Data extract:
================================

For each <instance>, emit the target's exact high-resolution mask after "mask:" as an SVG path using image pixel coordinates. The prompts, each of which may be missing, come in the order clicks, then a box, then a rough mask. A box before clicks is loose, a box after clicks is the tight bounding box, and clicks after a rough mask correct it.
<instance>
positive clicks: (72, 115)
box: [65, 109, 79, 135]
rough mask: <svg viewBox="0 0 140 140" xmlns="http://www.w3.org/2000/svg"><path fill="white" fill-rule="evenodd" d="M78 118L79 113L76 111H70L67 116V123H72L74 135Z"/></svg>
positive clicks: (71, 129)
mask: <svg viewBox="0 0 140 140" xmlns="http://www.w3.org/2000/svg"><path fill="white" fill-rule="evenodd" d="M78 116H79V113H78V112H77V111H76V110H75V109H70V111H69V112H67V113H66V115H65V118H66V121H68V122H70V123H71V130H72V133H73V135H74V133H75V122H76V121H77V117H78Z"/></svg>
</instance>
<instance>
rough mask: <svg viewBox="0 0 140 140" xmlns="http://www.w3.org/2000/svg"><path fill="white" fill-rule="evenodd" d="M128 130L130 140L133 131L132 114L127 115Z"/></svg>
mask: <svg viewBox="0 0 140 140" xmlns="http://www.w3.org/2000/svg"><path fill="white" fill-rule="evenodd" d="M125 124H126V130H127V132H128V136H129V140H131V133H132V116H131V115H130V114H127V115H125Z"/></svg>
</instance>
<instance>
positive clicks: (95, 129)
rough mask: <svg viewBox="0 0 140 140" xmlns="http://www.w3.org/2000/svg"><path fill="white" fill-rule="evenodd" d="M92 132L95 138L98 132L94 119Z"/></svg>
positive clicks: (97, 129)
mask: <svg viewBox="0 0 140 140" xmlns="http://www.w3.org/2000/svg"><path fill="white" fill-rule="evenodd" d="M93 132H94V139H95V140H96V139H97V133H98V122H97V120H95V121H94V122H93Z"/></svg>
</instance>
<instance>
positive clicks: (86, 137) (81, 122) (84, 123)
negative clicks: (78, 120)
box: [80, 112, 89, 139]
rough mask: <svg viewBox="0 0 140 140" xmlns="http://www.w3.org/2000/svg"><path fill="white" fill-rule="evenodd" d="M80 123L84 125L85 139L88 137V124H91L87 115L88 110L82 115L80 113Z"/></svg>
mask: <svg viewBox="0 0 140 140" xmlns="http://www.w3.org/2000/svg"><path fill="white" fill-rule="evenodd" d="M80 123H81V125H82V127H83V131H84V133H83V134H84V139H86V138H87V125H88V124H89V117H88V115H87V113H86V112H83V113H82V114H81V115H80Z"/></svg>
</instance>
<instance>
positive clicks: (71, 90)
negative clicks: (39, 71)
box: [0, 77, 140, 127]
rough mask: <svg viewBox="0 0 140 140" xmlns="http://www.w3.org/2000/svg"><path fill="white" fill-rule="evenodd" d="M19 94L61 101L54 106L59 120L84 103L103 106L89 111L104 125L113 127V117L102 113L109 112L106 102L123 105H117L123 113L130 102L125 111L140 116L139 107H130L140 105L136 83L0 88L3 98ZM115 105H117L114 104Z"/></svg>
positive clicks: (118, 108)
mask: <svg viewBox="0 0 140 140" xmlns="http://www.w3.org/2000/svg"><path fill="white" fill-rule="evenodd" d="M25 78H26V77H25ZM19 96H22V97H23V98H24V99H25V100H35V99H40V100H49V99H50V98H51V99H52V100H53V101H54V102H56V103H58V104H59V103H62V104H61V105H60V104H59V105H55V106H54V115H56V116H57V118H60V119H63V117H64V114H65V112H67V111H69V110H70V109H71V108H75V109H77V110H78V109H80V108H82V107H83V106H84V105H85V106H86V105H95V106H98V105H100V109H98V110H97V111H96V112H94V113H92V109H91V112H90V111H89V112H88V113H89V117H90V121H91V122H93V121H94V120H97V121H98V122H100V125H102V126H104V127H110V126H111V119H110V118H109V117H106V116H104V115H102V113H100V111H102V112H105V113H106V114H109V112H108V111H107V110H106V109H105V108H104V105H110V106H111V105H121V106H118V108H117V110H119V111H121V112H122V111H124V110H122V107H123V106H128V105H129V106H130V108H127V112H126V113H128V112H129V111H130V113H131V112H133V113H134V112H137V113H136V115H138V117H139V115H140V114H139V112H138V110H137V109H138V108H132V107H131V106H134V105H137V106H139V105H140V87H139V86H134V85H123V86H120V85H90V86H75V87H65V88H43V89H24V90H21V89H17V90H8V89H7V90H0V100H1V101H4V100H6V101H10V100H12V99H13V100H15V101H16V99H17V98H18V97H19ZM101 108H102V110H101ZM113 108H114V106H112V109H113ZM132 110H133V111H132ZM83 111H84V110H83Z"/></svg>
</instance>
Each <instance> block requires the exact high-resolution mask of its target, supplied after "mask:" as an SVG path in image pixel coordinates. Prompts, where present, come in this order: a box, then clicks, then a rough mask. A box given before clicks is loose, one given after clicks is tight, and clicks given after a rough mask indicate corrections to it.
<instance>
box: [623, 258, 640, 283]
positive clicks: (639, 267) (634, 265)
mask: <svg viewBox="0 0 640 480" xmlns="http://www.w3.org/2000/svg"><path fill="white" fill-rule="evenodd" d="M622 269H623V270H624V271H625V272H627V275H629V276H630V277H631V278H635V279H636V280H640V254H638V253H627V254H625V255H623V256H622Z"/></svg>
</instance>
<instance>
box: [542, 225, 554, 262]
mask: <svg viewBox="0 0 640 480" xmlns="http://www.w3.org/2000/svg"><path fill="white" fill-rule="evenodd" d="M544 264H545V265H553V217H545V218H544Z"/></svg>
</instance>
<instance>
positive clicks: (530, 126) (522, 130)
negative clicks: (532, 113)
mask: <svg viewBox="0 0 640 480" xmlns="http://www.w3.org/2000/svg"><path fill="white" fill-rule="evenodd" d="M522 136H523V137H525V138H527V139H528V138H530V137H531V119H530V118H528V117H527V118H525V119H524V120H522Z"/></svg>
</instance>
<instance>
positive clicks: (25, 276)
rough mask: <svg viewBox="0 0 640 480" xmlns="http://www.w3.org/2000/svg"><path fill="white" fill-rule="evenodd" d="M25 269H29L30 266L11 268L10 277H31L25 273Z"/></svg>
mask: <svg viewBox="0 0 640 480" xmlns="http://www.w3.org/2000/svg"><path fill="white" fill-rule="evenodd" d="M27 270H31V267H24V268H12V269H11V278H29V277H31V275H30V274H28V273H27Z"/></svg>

================================

Required action: Above are the records; reproduce all of them exactly.

Exercise response:
For each <instance>, emit the target's exact high-resolution mask after "mask:" as an SVG path using image pixel coordinates. The prompts, each of which may be missing, come in the order clicks, then a box, then a rough mask. A box before clicks is loose, a box after clicks is the tight bounding box, and clicks after a rough mask correct it.
<instance>
positive clicks: (72, 115)
box: [65, 109, 79, 135]
rough mask: <svg viewBox="0 0 140 140" xmlns="http://www.w3.org/2000/svg"><path fill="white" fill-rule="evenodd" d="M78 118L79 113L76 111H70L67 116V123H72L74 135Z"/></svg>
positive clicks: (71, 129)
mask: <svg viewBox="0 0 140 140" xmlns="http://www.w3.org/2000/svg"><path fill="white" fill-rule="evenodd" d="M78 116H79V113H78V112H77V111H76V110H75V109H70V111H69V112H67V113H66V115H65V118H66V121H68V122H70V123H71V130H72V133H73V135H74V133H75V122H76V121H77V117H78Z"/></svg>
</instance>
<instance>
rough mask: <svg viewBox="0 0 140 140" xmlns="http://www.w3.org/2000/svg"><path fill="white" fill-rule="evenodd" d="M128 130L130 140L133 131L132 114L127 115Z"/></svg>
mask: <svg viewBox="0 0 140 140" xmlns="http://www.w3.org/2000/svg"><path fill="white" fill-rule="evenodd" d="M125 124H126V130H127V132H128V136H129V140H131V133H132V116H131V115H130V114H127V115H125Z"/></svg>
</instance>
<instance>
positive clicks: (95, 129)
rough mask: <svg viewBox="0 0 140 140" xmlns="http://www.w3.org/2000/svg"><path fill="white" fill-rule="evenodd" d="M92 132L95 138L98 132L94 119Z"/></svg>
positive clicks: (97, 129)
mask: <svg viewBox="0 0 140 140" xmlns="http://www.w3.org/2000/svg"><path fill="white" fill-rule="evenodd" d="M93 132H94V139H95V140H96V139H97V133H98V122H97V120H95V121H94V122H93Z"/></svg>
</instance>
<instance>
positive clicks: (86, 137) (81, 122) (84, 123)
negative clicks: (78, 120)
box: [80, 112, 89, 139]
rough mask: <svg viewBox="0 0 140 140" xmlns="http://www.w3.org/2000/svg"><path fill="white" fill-rule="evenodd" d="M80 123L84 125L85 139L88 137V124H91L87 115L88 110L82 115L80 113Z"/></svg>
mask: <svg viewBox="0 0 140 140" xmlns="http://www.w3.org/2000/svg"><path fill="white" fill-rule="evenodd" d="M80 123H81V125H82V127H83V131H84V133H83V134H84V139H86V138H87V125H88V124H89V117H88V115H87V113H86V112H83V113H82V114H81V115H80Z"/></svg>
</instance>
<instance>
positive clicks: (71, 90)
negative clicks: (39, 71)
box: [0, 77, 140, 127]
rough mask: <svg viewBox="0 0 140 140" xmlns="http://www.w3.org/2000/svg"><path fill="white" fill-rule="evenodd" d="M19 94L61 101L54 106L59 120L84 103L103 106L89 111L104 125L113 127V117L102 113L109 112L106 102L123 105H117L123 113L130 102L125 111L140 116L139 107H130L140 105L136 83L0 88L3 98ZM115 105H117L114 104Z"/></svg>
positive clicks: (118, 108)
mask: <svg viewBox="0 0 140 140" xmlns="http://www.w3.org/2000/svg"><path fill="white" fill-rule="evenodd" d="M25 78H26V77H25ZM19 96H22V97H23V98H24V99H25V100H35V99H40V100H49V99H50V98H51V99H52V100H53V101H54V102H56V103H58V104H59V103H62V104H61V105H60V104H59V105H55V106H54V115H56V116H57V118H60V119H63V117H64V114H65V112H67V111H69V110H70V109H71V108H75V109H77V110H78V109H80V108H82V107H83V106H84V105H85V106H86V105H95V106H98V105H100V109H98V110H97V111H96V112H94V113H92V109H91V112H90V111H89V112H88V113H89V117H90V121H91V122H93V121H94V120H97V121H98V122H100V125H102V126H104V127H110V126H111V119H110V118H109V117H106V116H104V115H102V113H100V111H102V112H105V113H106V114H109V112H108V111H107V110H106V109H105V108H104V105H110V106H111V105H121V106H118V108H117V110H119V111H121V112H122V111H124V110H122V107H123V106H128V105H129V106H130V108H127V112H126V113H128V112H129V111H130V113H131V112H133V113H134V112H137V113H136V115H138V117H139V115H140V114H139V112H138V110H137V109H138V108H132V107H131V106H134V105H137V106H139V105H140V87H139V86H134V85H123V86H120V85H90V86H75V87H65V88H43V89H24V90H21V89H17V90H8V89H7V90H0V100H1V101H4V100H6V101H10V100H12V99H13V100H15V101H16V99H17V98H18V97H19ZM101 108H102V110H101ZM113 108H114V106H112V109H113ZM132 110H133V111H132ZM83 111H84V110H83Z"/></svg>
</instance>
Each <instance> block requires the exact high-resolution mask of its target, supplied after "mask:" as an SVG path in image pixel coordinates. Prompts, where present, come in this order: a box, then clicks, then a rough mask. A box given before clicks is loose, one given after clicks is tight, and clicks given after a rough mask indicate corrections to it.
<instance>
box: [623, 258, 640, 283]
positive clicks: (639, 267) (634, 265)
mask: <svg viewBox="0 0 640 480" xmlns="http://www.w3.org/2000/svg"><path fill="white" fill-rule="evenodd" d="M622 269H623V270H624V271H625V272H627V275H629V276H630V277H631V278H635V279H636V280H640V254H638V253H627V254H625V255H623V256H622Z"/></svg>
</instance>
<instance>
box: [542, 225, 554, 262]
mask: <svg viewBox="0 0 640 480" xmlns="http://www.w3.org/2000/svg"><path fill="white" fill-rule="evenodd" d="M544 264H545V265H553V217H545V218H544Z"/></svg>
</instance>
<instance>
positive clicks: (530, 126) (522, 130)
negative clicks: (532, 113)
mask: <svg viewBox="0 0 640 480" xmlns="http://www.w3.org/2000/svg"><path fill="white" fill-rule="evenodd" d="M522 136H523V137H525V138H527V139H528V138H530V137H531V119H530V118H528V117H527V118H525V119H524V120H522Z"/></svg>
</instance>
<instance>
positive clicks: (25, 276)
rough mask: <svg viewBox="0 0 640 480" xmlns="http://www.w3.org/2000/svg"><path fill="white" fill-rule="evenodd" d="M25 269H29L30 266L11 268L10 277H31L25 273Z"/></svg>
mask: <svg viewBox="0 0 640 480" xmlns="http://www.w3.org/2000/svg"><path fill="white" fill-rule="evenodd" d="M27 270H31V267H24V268H12V269H11V278H29V277H31V275H30V274H28V273H27Z"/></svg>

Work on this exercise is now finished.